--- Start Extracted records ---

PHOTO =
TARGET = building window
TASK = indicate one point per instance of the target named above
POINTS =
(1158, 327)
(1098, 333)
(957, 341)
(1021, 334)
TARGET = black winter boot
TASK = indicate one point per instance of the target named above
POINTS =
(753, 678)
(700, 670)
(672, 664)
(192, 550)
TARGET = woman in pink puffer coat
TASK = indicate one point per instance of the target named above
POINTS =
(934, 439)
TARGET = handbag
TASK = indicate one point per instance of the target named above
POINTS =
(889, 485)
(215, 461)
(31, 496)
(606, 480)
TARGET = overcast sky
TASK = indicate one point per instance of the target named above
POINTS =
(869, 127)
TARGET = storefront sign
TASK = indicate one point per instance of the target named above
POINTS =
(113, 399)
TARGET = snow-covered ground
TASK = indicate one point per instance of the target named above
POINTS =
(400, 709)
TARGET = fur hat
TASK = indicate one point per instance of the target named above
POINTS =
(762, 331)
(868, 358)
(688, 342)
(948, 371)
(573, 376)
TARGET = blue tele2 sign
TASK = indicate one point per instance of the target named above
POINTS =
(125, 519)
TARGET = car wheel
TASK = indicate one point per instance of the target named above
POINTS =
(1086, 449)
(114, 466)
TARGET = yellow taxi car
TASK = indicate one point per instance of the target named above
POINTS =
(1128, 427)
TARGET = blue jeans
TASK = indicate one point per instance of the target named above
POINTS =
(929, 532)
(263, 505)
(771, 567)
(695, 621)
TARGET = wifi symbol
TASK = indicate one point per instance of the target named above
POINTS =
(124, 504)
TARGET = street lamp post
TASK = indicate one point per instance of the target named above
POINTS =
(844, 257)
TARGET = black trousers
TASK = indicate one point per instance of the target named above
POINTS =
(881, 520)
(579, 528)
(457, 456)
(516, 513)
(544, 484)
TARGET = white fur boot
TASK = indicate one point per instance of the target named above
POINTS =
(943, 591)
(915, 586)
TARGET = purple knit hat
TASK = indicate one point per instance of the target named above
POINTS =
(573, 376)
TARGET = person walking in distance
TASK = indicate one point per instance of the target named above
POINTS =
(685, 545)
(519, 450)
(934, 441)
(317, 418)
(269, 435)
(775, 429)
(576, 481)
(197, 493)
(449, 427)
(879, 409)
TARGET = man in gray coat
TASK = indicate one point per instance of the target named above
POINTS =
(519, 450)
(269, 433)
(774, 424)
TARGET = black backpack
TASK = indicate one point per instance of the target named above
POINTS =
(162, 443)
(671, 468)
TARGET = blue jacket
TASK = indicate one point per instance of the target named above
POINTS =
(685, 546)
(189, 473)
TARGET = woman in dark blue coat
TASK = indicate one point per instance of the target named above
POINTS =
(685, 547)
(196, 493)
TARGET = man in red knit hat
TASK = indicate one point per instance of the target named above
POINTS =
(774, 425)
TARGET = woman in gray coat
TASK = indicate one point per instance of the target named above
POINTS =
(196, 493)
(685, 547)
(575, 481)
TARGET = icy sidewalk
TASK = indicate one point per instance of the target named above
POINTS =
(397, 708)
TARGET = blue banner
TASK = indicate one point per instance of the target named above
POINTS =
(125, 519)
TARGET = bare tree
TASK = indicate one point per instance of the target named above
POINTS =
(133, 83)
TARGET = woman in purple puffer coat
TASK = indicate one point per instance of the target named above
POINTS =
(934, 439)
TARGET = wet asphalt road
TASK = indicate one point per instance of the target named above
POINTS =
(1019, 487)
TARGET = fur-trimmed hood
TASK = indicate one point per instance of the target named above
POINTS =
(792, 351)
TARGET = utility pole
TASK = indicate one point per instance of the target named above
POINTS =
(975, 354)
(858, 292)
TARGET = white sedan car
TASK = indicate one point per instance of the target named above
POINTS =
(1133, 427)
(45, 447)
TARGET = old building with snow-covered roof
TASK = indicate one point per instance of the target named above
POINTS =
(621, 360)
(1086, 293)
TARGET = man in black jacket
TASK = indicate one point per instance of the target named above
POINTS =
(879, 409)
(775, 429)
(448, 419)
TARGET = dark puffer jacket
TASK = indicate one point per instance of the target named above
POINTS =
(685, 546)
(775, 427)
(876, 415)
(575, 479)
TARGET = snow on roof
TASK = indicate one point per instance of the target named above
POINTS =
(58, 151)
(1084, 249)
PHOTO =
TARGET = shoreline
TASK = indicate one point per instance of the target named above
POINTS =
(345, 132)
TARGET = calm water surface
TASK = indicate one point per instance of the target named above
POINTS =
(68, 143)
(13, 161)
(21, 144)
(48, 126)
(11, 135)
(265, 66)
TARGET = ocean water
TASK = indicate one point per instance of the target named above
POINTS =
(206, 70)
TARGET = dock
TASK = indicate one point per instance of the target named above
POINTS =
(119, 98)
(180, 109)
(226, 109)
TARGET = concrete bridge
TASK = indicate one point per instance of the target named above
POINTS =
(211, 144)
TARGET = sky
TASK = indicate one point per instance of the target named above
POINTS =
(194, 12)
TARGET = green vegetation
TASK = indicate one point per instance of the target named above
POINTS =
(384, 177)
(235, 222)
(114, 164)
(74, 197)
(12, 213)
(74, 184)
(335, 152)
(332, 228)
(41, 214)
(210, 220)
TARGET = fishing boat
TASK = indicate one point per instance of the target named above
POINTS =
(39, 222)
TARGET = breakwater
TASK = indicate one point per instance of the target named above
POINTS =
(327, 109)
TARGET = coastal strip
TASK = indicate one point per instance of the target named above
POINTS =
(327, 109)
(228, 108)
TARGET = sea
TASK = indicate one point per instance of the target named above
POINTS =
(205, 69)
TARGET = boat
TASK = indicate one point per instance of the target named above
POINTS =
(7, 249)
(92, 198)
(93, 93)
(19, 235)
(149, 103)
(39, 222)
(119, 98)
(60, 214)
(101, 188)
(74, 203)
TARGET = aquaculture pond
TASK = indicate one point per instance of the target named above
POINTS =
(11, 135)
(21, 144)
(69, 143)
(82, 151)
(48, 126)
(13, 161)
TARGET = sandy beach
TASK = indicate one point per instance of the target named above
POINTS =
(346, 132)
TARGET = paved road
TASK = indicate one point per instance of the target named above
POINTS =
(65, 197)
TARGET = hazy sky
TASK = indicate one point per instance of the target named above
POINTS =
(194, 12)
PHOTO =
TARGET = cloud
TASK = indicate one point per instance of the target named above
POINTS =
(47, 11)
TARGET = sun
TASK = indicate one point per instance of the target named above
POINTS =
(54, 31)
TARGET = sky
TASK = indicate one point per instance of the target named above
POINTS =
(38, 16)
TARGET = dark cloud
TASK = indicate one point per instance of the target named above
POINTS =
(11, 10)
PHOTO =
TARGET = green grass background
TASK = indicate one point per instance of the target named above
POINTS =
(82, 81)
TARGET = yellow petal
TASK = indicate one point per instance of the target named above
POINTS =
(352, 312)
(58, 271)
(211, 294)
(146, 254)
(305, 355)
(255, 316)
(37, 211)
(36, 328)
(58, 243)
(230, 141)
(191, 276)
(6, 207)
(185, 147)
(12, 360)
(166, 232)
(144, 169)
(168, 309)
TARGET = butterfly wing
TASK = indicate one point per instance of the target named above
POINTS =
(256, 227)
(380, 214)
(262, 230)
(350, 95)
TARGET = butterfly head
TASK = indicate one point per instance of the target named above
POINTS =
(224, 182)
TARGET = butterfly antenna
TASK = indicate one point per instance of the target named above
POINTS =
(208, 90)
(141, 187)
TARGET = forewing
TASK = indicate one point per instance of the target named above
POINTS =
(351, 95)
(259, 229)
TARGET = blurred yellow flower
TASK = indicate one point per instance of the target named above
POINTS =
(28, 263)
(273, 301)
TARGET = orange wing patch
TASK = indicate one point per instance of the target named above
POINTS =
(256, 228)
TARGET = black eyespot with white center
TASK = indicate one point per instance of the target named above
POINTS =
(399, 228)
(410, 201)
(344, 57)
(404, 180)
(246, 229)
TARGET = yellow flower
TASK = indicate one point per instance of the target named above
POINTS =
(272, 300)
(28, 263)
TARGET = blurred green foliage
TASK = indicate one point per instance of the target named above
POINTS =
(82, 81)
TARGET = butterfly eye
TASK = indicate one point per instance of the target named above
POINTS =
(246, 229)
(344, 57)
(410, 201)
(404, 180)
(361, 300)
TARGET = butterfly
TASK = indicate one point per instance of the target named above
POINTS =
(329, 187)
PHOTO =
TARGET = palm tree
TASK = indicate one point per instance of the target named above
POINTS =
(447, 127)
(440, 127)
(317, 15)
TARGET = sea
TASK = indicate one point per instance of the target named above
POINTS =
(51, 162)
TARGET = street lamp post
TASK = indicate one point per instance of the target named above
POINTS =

--- End Extracted records ---

| What you have to do |
Render the stretch from the line containing "TARGET = forewing" through the last line of the entries above as a JSON list of strings, one string per line, with blank lines left out.

| The completed task |
[
  "TARGET = forewing",
  "TASK = indicate one point per instance of the target named above",
  "POINTS =",
  "(351, 95)",
  "(259, 229)",
  "TARGET = blurred yellow flower",
  "TASK = indicate one point per instance of the target named above",
  "POINTS =",
  "(28, 263)",
  "(273, 301)",
  "TARGET = orange wing patch",
  "TASK = indicate one point per instance of the target named above",
  "POINTS =",
  "(256, 228)",
  "TARGET = black eyespot with white center",
  "TASK = indicate one point per instance of the target named above",
  "POINTS =",
  "(399, 228)",
  "(410, 201)",
  "(344, 57)",
  "(404, 180)",
  "(246, 229)",
  "TARGET = yellow flower",
  "TASK = indicate one point per instance of the target named above",
  "POINTS =",
  "(272, 300)",
  "(28, 263)",
  "TARGET = blurred green foliage",
  "TASK = indicate one point per instance of the target named above",
  "POINTS =",
  "(82, 81)",
  "TARGET = butterfly eye",
  "TASK = indicate one point per instance of the target named above",
  "POINTS =",
  "(246, 229)",
  "(344, 57)",
  "(410, 201)",
  "(404, 180)",
  "(361, 300)",
  "TARGET = butterfly",
  "TASK = indicate one point per instance of the target named above",
  "POINTS =",
  "(329, 187)",
  "PHOTO =",
  "TARGET = palm tree",
  "TASK = indicate one point per instance of the target named above",
  "POINTS =",
  "(447, 127)",
  "(440, 127)",
  "(317, 15)",
  "TARGET = sea",
  "TASK = indicate one point per instance of the target named above",
  "POINTS =",
  "(51, 162)",
  "TARGET = street lamp post",
  "TASK = indicate one point per instance of the target named above",
  "POINTS ="
]